▶ _What the exercise asks_: All that is wanted is a word-for-word copy of the line with "the lake is" and every line after it in the data below.

[Items from a data source]

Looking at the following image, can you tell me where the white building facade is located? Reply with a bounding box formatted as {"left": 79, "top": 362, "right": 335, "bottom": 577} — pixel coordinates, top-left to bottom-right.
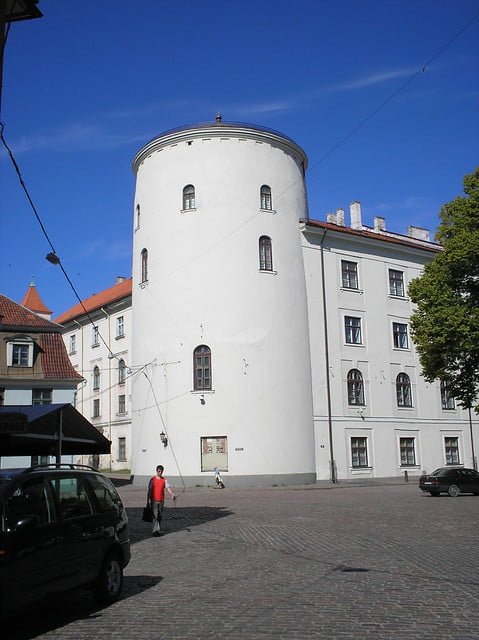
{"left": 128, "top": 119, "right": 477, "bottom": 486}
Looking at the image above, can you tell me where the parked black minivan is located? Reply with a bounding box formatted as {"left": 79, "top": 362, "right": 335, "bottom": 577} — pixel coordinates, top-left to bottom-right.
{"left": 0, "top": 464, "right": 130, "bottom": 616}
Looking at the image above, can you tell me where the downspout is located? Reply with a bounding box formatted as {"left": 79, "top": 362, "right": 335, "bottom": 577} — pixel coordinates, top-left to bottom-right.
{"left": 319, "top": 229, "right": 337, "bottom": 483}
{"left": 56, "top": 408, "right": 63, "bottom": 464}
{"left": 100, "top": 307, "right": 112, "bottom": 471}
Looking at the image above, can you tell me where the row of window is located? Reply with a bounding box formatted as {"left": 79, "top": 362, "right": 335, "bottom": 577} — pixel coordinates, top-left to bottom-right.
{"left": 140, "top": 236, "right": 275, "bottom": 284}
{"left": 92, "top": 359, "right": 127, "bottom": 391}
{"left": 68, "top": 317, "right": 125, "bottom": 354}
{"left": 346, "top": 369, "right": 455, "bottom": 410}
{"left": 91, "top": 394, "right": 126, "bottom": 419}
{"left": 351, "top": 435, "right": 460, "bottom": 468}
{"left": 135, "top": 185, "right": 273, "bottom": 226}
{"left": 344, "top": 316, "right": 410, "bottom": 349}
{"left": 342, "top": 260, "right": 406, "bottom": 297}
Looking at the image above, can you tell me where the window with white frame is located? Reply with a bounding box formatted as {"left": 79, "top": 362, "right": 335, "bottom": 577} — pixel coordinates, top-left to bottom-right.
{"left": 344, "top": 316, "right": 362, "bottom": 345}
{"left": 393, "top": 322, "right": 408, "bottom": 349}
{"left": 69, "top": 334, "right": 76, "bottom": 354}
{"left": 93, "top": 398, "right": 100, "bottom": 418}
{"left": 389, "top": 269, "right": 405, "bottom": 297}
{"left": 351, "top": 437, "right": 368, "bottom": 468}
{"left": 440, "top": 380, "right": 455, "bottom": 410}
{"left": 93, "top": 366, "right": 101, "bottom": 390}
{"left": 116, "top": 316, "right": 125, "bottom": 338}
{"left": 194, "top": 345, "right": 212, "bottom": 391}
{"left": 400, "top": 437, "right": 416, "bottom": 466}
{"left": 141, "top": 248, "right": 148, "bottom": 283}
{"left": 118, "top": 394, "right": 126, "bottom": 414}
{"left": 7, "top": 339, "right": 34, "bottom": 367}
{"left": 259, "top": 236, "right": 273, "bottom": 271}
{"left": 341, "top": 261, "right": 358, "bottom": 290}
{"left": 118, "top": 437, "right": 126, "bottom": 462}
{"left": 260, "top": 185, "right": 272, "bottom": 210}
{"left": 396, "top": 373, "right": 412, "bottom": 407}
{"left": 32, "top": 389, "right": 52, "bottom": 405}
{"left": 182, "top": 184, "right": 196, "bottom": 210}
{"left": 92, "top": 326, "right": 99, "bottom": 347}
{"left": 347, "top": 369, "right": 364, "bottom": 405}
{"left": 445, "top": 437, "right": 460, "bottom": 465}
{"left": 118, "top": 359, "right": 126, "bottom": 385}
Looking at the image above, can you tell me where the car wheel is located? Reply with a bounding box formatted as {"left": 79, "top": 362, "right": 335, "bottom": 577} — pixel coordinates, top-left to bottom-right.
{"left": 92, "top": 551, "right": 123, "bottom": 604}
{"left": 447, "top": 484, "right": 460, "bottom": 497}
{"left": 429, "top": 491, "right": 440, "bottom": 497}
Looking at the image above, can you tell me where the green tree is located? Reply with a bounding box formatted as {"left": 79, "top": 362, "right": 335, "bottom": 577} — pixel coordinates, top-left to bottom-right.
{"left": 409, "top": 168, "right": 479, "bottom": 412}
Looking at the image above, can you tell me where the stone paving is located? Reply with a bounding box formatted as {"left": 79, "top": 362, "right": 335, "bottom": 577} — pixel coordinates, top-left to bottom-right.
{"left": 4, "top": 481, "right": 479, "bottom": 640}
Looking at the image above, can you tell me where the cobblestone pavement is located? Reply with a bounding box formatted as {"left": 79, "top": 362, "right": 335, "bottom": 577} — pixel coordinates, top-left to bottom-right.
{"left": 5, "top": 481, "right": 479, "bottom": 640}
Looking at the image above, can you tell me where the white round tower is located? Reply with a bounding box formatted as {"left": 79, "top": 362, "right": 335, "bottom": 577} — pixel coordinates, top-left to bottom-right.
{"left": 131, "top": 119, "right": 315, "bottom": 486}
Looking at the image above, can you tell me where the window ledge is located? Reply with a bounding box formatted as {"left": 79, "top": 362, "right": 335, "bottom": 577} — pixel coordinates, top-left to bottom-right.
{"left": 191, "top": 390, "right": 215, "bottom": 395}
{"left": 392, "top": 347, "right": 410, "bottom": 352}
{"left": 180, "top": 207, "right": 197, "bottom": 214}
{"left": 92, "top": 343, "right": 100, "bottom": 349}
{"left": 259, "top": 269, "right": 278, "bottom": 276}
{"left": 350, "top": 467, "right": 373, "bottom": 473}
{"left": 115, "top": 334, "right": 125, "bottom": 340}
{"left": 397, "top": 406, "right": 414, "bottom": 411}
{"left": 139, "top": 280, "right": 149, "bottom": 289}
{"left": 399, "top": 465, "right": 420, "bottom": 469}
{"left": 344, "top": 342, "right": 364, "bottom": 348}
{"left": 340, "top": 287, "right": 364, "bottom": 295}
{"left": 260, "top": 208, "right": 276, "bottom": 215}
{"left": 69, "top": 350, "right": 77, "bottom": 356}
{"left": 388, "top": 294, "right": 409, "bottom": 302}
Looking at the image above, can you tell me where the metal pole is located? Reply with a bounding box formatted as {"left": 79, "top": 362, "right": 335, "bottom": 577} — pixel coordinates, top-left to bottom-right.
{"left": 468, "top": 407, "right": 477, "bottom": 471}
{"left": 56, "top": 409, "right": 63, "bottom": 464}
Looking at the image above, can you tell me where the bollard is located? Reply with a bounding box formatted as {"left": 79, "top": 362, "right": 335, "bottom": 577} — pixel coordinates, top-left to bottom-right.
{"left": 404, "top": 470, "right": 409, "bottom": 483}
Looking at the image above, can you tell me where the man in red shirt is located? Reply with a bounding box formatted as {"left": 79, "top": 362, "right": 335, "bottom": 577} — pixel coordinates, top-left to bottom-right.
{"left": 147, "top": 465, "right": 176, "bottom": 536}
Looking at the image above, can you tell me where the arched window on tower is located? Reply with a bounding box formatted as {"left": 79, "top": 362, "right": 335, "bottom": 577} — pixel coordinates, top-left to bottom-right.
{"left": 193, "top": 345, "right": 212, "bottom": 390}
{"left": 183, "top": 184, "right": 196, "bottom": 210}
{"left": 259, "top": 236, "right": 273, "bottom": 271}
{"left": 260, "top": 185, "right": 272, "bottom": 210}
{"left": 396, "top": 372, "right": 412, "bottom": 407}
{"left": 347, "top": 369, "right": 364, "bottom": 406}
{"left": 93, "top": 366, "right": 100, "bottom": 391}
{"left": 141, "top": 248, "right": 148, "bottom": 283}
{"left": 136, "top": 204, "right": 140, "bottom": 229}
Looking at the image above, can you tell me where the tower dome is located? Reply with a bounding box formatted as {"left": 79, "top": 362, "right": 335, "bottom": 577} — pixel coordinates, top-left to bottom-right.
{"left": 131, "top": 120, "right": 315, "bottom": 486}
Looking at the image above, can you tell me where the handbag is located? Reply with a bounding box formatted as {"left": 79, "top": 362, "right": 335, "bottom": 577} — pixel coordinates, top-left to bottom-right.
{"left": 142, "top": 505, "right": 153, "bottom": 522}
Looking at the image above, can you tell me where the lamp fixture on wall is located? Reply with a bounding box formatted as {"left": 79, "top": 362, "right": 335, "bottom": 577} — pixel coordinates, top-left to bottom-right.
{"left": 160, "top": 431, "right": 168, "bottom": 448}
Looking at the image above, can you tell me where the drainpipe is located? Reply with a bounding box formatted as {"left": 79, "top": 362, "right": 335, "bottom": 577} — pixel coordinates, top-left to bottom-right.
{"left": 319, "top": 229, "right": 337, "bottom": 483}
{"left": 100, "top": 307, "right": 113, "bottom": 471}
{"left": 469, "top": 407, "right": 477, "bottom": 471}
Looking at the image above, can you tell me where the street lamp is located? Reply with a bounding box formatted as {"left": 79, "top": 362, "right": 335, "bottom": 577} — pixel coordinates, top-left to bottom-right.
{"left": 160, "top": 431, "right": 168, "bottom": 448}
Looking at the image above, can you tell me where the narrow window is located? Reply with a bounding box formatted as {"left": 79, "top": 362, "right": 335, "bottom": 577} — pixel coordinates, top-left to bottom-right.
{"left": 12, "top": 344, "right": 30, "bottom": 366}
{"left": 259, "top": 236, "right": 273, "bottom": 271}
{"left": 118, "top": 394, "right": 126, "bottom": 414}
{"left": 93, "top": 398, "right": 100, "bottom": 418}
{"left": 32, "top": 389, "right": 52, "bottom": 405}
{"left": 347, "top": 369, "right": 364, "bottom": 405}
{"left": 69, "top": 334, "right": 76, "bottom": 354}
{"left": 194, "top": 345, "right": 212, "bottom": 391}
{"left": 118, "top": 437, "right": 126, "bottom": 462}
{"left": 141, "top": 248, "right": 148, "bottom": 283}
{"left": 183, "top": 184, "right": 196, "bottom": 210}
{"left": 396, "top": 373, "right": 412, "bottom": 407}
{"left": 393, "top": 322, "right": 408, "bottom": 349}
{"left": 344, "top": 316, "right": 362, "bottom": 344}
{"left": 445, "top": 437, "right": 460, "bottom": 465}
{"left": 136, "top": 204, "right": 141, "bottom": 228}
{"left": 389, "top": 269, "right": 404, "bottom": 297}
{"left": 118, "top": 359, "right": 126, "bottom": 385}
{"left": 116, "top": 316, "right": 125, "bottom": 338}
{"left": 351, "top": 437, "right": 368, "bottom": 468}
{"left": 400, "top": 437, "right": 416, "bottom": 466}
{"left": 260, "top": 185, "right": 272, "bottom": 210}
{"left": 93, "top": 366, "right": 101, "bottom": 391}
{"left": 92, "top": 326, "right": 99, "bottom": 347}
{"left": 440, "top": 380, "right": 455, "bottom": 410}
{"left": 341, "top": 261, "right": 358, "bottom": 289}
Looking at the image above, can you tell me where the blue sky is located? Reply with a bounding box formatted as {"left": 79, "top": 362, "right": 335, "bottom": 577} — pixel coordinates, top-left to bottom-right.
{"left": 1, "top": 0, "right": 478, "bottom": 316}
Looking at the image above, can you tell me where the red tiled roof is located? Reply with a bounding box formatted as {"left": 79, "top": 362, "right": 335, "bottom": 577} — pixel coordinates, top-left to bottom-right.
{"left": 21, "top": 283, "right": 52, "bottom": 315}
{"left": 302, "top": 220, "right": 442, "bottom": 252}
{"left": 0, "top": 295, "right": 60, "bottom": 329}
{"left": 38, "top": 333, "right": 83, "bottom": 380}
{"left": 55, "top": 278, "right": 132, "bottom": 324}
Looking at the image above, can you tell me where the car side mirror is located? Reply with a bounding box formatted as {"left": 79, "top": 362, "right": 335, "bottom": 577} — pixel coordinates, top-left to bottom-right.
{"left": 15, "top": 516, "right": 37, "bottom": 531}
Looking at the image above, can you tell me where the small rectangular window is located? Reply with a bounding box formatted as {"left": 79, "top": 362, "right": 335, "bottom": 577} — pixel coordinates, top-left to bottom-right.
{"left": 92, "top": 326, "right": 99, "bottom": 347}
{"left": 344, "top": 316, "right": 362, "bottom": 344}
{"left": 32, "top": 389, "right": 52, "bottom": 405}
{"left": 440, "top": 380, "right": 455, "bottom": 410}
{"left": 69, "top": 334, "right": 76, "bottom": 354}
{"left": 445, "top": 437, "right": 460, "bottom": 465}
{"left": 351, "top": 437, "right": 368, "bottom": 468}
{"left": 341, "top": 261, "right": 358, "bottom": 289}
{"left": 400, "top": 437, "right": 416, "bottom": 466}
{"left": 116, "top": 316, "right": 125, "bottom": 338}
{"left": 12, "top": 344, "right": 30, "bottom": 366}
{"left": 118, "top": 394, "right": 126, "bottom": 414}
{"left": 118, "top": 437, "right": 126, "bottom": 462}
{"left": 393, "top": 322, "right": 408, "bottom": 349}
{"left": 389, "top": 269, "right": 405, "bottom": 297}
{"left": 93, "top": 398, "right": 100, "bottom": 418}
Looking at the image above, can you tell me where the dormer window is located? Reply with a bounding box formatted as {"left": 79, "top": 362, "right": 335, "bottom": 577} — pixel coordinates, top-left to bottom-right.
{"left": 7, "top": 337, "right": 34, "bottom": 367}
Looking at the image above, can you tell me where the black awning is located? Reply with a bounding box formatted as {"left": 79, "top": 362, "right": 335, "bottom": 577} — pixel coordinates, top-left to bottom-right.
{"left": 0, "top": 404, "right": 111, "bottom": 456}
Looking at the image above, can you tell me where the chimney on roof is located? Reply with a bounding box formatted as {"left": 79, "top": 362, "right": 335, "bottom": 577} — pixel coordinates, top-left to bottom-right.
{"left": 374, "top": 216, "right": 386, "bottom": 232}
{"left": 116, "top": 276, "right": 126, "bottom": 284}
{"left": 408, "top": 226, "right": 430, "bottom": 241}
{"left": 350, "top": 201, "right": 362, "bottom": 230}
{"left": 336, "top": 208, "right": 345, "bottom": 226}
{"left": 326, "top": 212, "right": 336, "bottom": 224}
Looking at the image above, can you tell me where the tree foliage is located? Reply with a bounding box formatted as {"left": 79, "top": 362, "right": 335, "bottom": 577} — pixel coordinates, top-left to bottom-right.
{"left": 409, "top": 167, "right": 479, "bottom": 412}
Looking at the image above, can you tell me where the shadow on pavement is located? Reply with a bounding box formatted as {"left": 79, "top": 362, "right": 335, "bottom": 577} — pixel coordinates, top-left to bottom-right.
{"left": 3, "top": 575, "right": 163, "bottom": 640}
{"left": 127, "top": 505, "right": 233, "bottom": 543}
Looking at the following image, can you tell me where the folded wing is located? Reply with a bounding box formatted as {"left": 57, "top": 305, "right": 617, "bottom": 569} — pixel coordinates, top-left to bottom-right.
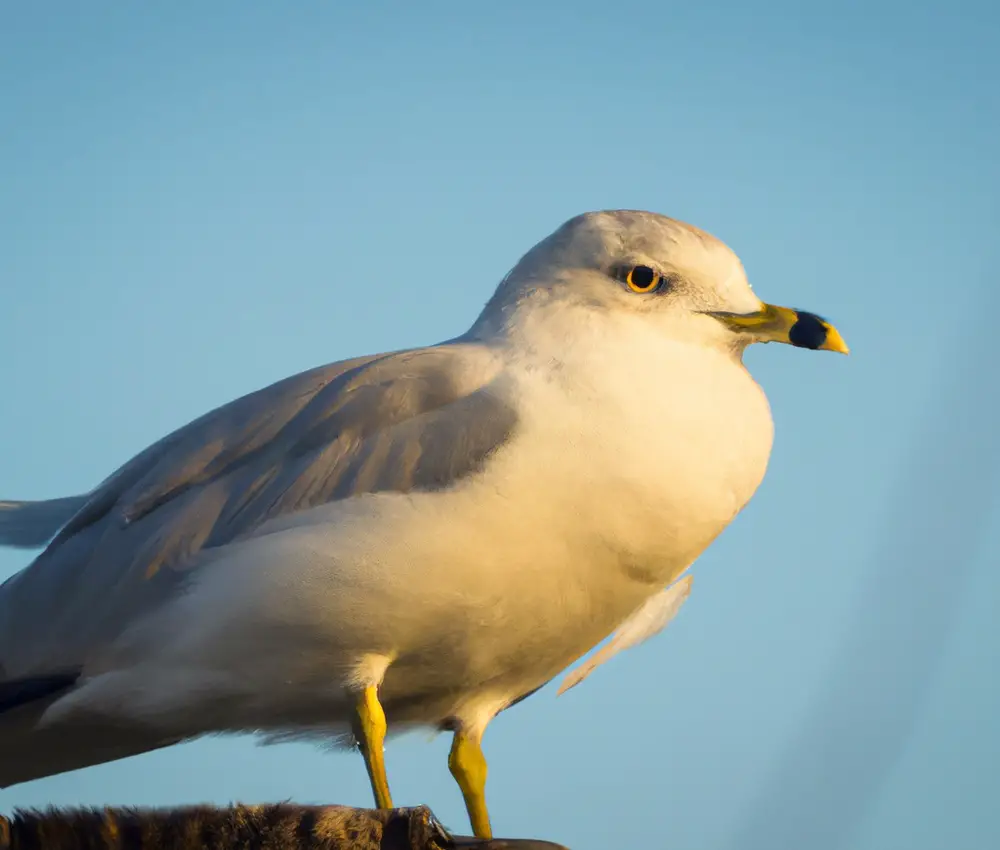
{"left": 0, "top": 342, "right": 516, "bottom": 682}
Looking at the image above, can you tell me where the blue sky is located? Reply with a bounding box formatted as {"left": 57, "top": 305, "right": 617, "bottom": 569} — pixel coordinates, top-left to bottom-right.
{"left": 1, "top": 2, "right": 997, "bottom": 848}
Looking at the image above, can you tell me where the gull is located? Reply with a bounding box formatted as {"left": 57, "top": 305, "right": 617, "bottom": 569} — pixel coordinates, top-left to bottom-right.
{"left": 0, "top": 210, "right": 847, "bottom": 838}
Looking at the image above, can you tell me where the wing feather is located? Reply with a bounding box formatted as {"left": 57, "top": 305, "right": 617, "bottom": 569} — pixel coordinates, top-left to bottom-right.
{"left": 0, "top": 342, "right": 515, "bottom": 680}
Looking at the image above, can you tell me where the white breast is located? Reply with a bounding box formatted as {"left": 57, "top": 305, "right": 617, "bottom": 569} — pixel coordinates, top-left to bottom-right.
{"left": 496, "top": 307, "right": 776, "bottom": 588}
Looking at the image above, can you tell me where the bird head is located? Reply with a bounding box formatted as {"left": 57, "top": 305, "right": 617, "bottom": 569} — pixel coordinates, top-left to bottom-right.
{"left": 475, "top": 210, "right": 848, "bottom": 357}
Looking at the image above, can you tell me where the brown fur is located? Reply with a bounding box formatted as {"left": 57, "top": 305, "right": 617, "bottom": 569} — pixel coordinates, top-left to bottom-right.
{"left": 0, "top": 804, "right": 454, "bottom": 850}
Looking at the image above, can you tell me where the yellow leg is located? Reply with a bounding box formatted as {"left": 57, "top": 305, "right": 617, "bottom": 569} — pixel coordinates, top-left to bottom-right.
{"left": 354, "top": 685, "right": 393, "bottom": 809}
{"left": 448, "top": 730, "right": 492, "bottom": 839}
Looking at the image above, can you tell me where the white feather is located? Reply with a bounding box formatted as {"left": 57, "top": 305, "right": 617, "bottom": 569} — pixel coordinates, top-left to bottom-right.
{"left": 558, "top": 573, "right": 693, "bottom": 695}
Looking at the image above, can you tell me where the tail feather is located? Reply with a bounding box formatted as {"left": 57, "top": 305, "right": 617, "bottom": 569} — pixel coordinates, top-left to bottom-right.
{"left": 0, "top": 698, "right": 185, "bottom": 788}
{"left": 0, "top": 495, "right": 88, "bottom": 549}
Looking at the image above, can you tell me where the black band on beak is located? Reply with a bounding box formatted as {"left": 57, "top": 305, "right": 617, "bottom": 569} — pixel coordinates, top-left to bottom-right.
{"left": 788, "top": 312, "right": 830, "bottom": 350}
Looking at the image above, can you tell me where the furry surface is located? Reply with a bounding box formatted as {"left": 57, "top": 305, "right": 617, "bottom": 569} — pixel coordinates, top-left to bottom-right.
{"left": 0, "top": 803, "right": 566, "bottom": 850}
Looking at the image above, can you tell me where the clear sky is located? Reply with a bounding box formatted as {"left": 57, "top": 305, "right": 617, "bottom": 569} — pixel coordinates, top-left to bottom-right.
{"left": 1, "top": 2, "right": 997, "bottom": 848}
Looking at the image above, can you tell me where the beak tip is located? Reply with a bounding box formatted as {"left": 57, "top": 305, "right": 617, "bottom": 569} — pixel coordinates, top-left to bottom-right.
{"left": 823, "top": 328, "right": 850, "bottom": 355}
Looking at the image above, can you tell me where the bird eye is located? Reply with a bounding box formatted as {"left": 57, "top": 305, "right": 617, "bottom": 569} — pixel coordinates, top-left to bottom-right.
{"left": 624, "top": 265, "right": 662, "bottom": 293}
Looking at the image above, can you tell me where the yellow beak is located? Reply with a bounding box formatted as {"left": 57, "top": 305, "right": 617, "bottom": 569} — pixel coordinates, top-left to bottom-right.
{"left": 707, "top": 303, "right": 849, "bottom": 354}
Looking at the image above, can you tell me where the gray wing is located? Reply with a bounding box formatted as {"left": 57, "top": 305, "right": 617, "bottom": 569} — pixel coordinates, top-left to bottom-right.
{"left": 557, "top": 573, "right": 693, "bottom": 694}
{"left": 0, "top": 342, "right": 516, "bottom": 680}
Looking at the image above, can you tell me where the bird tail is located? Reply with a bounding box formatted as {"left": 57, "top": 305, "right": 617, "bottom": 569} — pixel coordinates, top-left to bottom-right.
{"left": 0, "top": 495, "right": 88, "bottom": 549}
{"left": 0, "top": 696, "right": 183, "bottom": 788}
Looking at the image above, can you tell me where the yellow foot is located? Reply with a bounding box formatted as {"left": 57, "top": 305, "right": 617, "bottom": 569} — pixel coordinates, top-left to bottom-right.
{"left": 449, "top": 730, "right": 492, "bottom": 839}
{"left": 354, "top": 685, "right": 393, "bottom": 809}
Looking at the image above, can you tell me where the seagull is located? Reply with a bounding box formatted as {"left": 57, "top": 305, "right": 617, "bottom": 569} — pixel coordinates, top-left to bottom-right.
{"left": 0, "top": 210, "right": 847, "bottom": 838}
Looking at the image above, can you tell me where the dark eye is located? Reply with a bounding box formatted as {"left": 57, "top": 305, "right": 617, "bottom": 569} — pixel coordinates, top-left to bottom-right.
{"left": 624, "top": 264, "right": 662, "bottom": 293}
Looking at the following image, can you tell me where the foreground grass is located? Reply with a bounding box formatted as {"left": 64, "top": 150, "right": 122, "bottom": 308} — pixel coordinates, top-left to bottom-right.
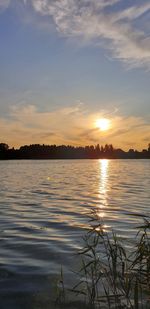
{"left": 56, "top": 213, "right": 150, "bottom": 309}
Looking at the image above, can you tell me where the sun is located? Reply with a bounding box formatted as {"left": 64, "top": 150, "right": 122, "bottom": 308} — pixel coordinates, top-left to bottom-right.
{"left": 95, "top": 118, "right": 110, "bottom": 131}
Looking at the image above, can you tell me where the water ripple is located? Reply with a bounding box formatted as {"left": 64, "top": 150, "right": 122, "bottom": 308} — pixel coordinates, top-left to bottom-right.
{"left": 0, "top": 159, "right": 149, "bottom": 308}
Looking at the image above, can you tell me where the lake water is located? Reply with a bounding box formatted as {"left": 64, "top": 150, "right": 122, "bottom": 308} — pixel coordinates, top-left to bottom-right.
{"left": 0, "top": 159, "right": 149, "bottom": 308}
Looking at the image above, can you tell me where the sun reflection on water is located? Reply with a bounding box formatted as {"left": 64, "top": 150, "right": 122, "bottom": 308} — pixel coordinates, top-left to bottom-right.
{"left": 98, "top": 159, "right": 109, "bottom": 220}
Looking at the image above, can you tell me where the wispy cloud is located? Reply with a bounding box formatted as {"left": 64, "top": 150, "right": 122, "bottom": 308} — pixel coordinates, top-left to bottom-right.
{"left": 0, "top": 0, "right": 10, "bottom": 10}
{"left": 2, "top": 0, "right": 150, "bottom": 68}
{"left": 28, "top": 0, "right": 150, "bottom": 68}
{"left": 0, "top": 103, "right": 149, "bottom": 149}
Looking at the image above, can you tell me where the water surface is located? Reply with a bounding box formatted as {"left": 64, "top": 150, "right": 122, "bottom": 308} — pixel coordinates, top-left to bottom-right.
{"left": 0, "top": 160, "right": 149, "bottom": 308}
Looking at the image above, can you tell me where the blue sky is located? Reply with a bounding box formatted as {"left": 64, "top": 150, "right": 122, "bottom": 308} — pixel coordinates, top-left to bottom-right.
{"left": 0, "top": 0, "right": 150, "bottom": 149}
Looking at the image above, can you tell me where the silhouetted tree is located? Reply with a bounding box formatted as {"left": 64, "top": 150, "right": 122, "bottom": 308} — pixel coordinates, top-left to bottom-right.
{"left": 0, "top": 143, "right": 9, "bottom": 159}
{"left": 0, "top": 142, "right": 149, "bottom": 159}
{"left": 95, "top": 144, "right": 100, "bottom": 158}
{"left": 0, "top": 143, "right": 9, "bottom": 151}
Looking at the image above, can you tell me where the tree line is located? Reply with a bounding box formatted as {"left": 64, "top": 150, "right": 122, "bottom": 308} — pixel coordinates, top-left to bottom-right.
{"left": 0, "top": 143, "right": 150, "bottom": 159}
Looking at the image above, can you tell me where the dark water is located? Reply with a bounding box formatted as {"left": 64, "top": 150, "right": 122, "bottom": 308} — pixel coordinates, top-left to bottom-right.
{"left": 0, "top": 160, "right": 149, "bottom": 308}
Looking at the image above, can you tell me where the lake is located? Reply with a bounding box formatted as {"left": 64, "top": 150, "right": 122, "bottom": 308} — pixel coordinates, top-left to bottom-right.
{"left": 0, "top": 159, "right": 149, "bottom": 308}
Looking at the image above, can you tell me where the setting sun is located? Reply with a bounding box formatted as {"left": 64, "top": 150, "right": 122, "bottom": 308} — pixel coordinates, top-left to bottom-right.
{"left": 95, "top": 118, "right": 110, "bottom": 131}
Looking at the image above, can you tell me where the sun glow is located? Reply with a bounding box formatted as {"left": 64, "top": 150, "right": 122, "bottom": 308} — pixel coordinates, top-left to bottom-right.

▶ _Finished task_:
Looking at the image above, can you tell me where the lake is located? Reply with a bounding box formatted as {"left": 64, "top": 150, "right": 122, "bottom": 308} — pixel coordinates, top-left to bottom-right.
{"left": 0, "top": 159, "right": 149, "bottom": 308}
Looking at the image above, can you tell me where the setting sun is located? Reply with a bounding box formatted as {"left": 64, "top": 150, "right": 122, "bottom": 308} — pixel coordinates, top-left to bottom-right.
{"left": 95, "top": 118, "right": 110, "bottom": 131}
Looking at the image above, can you tell me where the sun glow is located? Reply with a bounding box formatted as {"left": 64, "top": 150, "right": 122, "bottom": 308} — pixel coordinates, top-left to bottom-right.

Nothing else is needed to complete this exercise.